Pouvez-vous citer mot pour mot le passage de l'extrait ci-dessous sur le régime méditerranéen et la biodiversité, en partant de « Les auteurs expliquaient » et en allant jusqu'à « mal de place. » ?

━━ Extrait cité ━━

Les faits
L’article de La Presse (qui était plus une «brève» qu’un article, en fait) résumait une étude parue dans les PNAS qui comparait l’effet de différentes diètes, dont la méditerranéenne, et de la réduction du gaspillage alimentaire sur la biodiversité. Elle calculait les superficies terrestres qu’il fallait occuper pour produire la nourriture dans chaque diète, tenait compte de la provenance des aliments (certaines régions du monde abritent plus d’espèces menacées), et elle concluait effectivement que si tous les Américains se convertissaient au fameux régime méditerranéen, leur impact sur la biodiversité empirerait de 36,5 % comparé à leur consommation réelle (telle que mesurée en 2012).
Les auteurs expliquaient ces résultats par le fait que cette diète, bien qu’elle diminuerait pas mal la consommation de viande, augmenterait par ailleurs la consommation de fruits, dont une bonne partie provient de pays tropicaux où la biodiversité est très grande. Cela accroîtrait également la consommation de produits laitiers, dont la production occupe beaucoup d’espace, et cela ferait exploser celle des poissons et crustacés. Les auteurs présument aussi que tous ces produits de la mer additionnels proviendraient de l’aquaculture et qu’il faudrait donc produire plus de moulée sur terre pour les nourrir — ce qui, encore une fois, prendrait pas mal de place.

━━━
━━ Données d'entrée ━━

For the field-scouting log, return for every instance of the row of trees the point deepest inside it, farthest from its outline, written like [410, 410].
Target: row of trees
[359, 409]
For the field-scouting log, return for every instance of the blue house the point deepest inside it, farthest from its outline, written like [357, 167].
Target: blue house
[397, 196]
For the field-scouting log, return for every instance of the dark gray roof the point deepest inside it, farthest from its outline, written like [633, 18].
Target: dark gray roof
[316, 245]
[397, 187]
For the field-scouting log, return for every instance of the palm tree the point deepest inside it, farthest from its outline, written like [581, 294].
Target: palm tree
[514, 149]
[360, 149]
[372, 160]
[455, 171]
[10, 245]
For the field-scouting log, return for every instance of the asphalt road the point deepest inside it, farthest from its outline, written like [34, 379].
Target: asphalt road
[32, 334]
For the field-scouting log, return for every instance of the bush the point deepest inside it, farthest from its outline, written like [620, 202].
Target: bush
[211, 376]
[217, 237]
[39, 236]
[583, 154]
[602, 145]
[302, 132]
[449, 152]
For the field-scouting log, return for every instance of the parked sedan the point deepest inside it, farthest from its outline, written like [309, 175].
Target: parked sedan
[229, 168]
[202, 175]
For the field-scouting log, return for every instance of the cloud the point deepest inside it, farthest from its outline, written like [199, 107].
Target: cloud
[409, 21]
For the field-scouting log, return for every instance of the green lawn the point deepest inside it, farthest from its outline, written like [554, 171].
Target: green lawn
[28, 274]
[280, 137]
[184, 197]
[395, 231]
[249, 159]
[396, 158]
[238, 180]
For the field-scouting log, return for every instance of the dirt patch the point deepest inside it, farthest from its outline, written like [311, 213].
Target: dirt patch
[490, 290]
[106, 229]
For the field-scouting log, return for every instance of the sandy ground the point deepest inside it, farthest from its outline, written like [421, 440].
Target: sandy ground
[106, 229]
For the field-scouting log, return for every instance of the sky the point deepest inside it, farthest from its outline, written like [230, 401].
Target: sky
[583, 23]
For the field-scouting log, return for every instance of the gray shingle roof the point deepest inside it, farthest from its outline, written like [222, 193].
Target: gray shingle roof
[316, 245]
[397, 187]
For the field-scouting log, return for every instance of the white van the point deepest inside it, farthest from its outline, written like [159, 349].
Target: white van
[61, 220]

━━━

Zone de réponse:
Les auteurs expliquaient ces résultats par le fait que cette diète, bien qu’elle diminuerait pas mal la consommation de viande, augmenterait par ailleurs la consommation de fruits, dont une bonne partie provient de pays tropicaux où la biodiversité est très grande. Cela accroîtrait également la consommation de produits laitiers, dont la production occupe beaucoup d’espace, et cela ferait exploser celle des poissons et crustacés. Les auteurs présument aussi que tous ces produits de la mer additionnels proviendraient de l’aquaculture et qu’il faudrait donc produire plus de moulée sur terre pour les nourrir — ce qui, encore une fois, prendrait pas mal de place.